**WHAT YOU ARE ASKED TO DO**.
Rewrite the records beginning at the line that has "For the scoring pass, find every instance of the arched" and stopping after the line that has "[[273, 257]]", putting "marker" wherever "pin" appears and leaving everything else unchanged.

**RECORDS SHOWN**.
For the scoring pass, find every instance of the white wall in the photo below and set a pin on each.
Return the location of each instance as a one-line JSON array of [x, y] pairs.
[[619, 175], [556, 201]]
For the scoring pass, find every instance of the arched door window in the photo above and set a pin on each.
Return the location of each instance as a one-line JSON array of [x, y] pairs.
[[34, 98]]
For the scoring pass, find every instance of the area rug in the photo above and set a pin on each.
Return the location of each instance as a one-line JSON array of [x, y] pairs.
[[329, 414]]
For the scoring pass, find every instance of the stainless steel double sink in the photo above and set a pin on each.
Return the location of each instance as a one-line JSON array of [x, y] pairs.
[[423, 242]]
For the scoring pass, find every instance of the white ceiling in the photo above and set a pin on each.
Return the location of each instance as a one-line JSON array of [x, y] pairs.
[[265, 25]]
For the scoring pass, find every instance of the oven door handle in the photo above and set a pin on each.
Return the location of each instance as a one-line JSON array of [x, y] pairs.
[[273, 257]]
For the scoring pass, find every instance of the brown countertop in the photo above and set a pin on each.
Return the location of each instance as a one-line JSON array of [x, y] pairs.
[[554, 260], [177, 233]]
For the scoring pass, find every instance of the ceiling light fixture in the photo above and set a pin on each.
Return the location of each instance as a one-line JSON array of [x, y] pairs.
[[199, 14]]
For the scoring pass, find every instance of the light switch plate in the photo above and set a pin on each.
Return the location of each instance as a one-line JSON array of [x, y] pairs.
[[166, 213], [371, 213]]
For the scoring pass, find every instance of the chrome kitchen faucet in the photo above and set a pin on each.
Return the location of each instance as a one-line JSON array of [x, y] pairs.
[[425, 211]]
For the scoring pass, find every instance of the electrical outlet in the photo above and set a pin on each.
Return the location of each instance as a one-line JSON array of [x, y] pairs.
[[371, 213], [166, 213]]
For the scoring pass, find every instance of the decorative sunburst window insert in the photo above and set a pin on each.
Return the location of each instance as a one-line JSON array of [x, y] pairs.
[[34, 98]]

**OUTPUT**.
For the scoring pass, find every instance of the arched door window in the photo above and set a marker on each.
Return the location of each instance as a one-line JSON array of [x, y] pairs.
[[34, 98]]
For the scoring pass, find every instance of the area rug in the photo above and set a marker on each.
Return the location of each instance as a one-line JSON array of [x, y] pairs.
[[329, 414]]
For the scoring pass, find every instance of the stainless steel double sink in the photo above and set a marker on each.
Return the location of each instance as a one-line JSON array of [x, y] pairs.
[[423, 242]]
For the scoring pass, find every instance of the white ceiling in the photo above and set a marker on each.
Return the location of each instance as a one-line JSON array of [x, y] pairs.
[[265, 25]]
For the scoring pass, find every instance of the oven door handle in the photo above and set a marker on each.
Return the location of each instance as a one-line JSON array of [x, y] pairs.
[[273, 257]]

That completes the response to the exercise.